%%

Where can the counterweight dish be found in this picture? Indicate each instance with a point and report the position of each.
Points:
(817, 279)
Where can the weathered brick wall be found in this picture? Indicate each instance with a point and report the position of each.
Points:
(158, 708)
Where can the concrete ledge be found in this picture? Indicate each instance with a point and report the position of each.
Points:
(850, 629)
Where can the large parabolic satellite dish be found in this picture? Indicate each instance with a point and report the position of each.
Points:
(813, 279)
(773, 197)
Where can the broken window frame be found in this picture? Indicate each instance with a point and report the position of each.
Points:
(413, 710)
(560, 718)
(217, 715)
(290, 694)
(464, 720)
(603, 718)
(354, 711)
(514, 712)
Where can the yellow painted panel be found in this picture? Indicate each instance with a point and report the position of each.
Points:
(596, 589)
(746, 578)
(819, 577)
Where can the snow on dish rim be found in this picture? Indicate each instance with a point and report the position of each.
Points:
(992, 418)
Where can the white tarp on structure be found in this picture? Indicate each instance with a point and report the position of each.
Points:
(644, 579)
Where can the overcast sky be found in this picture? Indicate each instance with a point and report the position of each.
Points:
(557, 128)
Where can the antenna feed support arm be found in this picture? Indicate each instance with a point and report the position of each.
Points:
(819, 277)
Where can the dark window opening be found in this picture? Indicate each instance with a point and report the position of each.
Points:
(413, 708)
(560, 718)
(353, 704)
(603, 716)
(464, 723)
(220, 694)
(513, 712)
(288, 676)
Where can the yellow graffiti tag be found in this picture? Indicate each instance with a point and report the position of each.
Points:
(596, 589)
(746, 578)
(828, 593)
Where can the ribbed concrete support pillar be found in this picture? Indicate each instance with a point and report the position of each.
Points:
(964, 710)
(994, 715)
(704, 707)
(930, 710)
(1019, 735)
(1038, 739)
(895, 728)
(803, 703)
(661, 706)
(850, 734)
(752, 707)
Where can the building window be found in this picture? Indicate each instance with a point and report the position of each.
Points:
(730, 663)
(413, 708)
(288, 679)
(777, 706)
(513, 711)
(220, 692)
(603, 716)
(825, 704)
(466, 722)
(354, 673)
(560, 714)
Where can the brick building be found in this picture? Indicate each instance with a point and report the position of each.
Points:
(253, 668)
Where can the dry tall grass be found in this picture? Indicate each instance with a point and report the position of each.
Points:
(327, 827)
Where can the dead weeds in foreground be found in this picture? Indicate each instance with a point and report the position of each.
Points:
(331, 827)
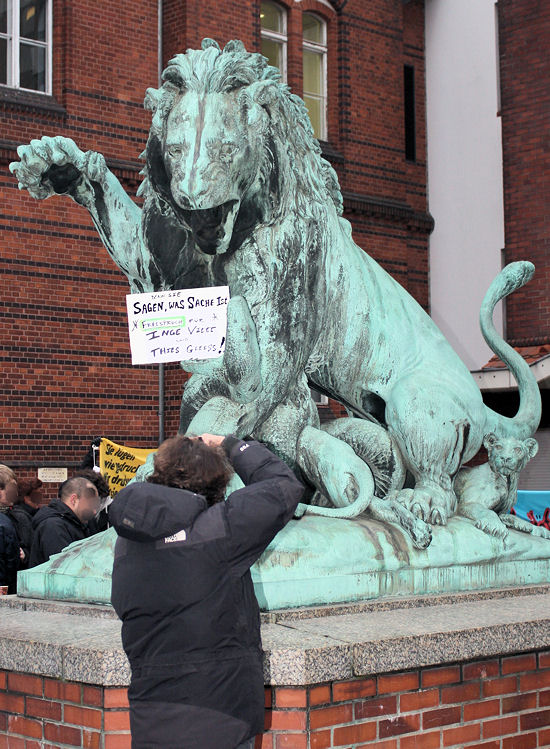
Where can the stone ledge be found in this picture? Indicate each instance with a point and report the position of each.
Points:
(86, 647)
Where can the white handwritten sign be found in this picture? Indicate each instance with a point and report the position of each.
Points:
(177, 325)
(52, 475)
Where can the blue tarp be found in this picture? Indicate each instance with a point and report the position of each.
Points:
(533, 507)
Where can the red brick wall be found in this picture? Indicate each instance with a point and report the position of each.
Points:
(501, 703)
(65, 353)
(42, 713)
(524, 27)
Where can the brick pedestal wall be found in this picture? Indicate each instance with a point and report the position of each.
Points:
(501, 703)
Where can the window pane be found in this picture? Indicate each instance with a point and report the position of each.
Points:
(313, 28)
(274, 53)
(33, 19)
(3, 61)
(271, 17)
(3, 16)
(32, 67)
(313, 72)
(314, 108)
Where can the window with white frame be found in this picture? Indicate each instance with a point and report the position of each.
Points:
(314, 31)
(274, 35)
(25, 44)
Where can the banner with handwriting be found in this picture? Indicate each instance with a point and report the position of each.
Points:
(177, 325)
(119, 464)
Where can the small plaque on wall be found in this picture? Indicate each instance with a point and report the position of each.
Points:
(52, 475)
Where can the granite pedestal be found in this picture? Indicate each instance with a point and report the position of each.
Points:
(448, 670)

%%

Rewrite everything from the line containing "Where can the dry" down to the end of the items, requests included, and adjust every point coordinate by adding 128. Leave the pictures out.

Where can the dry tall grass be found in this picture? Indicate each instance with a point and report the position of each.
Points:
(455, 955)
Where can the dead weeds in foreground be found in this picture? Indicate each instance with a point and report the position of each.
Points:
(459, 955)
Where can the stone ledge be found in this picture? Indicate each instance with a point and report the position of each.
Points:
(214, 775)
Where can the white handwritten sign be found in this picture? Indicate each instance with a point and report the position of each.
Points:
(305, 453)
(180, 603)
Where can the blue tarp be found in this picture? Indicate each instance with a point and report the position of each.
Points:
(661, 635)
Where can the red brick wall be found in this picture? Indicate each instance with a point and report the position of each.
Points:
(629, 831)
(193, 481)
(170, 841)
(652, 155)
Where can the brick pedestal wall be found in this picture? Indicate each instance with a point and report the position of each.
Points:
(629, 831)
Where can the window pane be found in this picture? Indicate each instance with a point and report the position of each.
Points:
(441, 156)
(402, 181)
(161, 147)
(131, 189)
(399, 145)
(131, 144)
(160, 195)
(441, 200)
(442, 236)
Where can the window with white frame be found in this picture? Indicate each instance with a point and report the position of each.
Points:
(442, 159)
(402, 163)
(153, 172)
Where can the banner with handwriting be found in this picture? Indicate each instance with a point and report the position of each.
Points:
(305, 453)
(247, 592)
Where can the small plaque on wall be found in this picture? Indicate each instance with a point and report the position of each.
Points:
(180, 603)
Where can the granite pedestal be found in this picture? Indicate each instance with a point and report the position of each.
Points:
(576, 798)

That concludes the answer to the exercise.